Copy the full listing, changing nothing.
=== Section Start ===
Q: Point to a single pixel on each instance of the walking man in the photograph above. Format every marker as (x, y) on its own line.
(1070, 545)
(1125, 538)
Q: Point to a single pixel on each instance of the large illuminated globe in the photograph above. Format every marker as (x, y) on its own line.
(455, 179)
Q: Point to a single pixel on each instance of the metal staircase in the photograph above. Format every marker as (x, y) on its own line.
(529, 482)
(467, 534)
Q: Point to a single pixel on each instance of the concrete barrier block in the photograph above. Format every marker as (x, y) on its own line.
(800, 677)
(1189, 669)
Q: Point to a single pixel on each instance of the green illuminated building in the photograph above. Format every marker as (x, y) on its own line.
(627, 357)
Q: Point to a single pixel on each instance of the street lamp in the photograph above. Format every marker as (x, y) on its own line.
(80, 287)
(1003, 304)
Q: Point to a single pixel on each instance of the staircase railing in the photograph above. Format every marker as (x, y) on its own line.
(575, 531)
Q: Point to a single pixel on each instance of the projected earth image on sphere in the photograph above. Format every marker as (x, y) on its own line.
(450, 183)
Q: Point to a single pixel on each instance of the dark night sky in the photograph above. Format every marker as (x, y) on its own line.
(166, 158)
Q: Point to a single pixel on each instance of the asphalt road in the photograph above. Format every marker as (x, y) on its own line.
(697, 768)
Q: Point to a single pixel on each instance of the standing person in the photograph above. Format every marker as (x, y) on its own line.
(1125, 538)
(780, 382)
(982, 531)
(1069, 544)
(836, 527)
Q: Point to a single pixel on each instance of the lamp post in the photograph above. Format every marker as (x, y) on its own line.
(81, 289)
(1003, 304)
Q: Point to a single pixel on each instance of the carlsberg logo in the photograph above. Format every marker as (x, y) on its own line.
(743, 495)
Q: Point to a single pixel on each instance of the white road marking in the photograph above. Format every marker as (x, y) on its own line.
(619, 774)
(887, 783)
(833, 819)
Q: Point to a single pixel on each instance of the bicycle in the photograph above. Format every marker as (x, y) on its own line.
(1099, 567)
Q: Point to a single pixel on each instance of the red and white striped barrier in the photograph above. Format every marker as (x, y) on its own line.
=== Section End ===
Exercise solution |
Q: Point to a single pixel on each instance of the walking man in the photograph above. Format every marker as (x, y) on its own line.
(1070, 545)
(1125, 538)
Q: Point to a single pixel on each instance of the large illuminated globe in the photograph above. Format every marker as (x, y) on its own line.
(455, 179)
Q: Point to a single pixel on each instance of the metal staircase in the photograph above. Format every marker as (x, y) on its own line.
(529, 482)
(467, 534)
Q: Point to a single pixel on each instance of the concrete barrier block in the photograph above. Format every marker as (x, y) on its own line.
(800, 677)
(1189, 669)
Q: Point to a single pixel on each instance of the green illuminated building in the photograph above. Format every marker as (x, y) on its own line.
(627, 357)
Q: Point to a single pixel on each instance of the street lamp in the photograph above. Format every marker as (x, y) on its own line.
(80, 287)
(1003, 304)
Q: Point to a single pixel on each instance of the staircase railing in the photograph above. Format every marker as (x, y) on its own line.
(575, 531)
Q: Point to a single pixel on each instance of the projected earth image on sphere in the photograph above. Format every marker as (x, y) on its own line.
(450, 183)
Q: Point to a single pixel on each instance of the dark night sky in the photograph above. Format every marker as (x, y) on its own line.
(166, 158)
Q: Point to a single pixel on each instance of the asphalt road in the photograph above. Format every marker as (x, y) on its own line.
(697, 768)
Q: Point to a single pixel on each instance of the standing person in the photograph above. Format every marker as (x, y) on its own line.
(1125, 538)
(780, 382)
(982, 531)
(1069, 544)
(836, 527)
Q: Point to a single pixel on each instance of the lamp post in the photograph above. Format every marker as (x, y) on its own line.
(81, 289)
(1003, 304)
Q: Point to a single pixel on each instance of the carlsberg logo in the photograph above. Format every marker as (x, y) on its own line.
(743, 495)
Q: Point to a single pixel on each instance of the white road marking in the photograph above. Format every marker as (x, y) on its own line.
(619, 774)
(887, 783)
(833, 819)
Q: Point to a single pixel on each instance of the bicycle in the photograph above. Format every marker as (x, y) on its own line.
(1099, 567)
Q: Point to a single pixel on each instance of the red and white striped barrier in the photograph above. Format every marker as (x, y) on its own line.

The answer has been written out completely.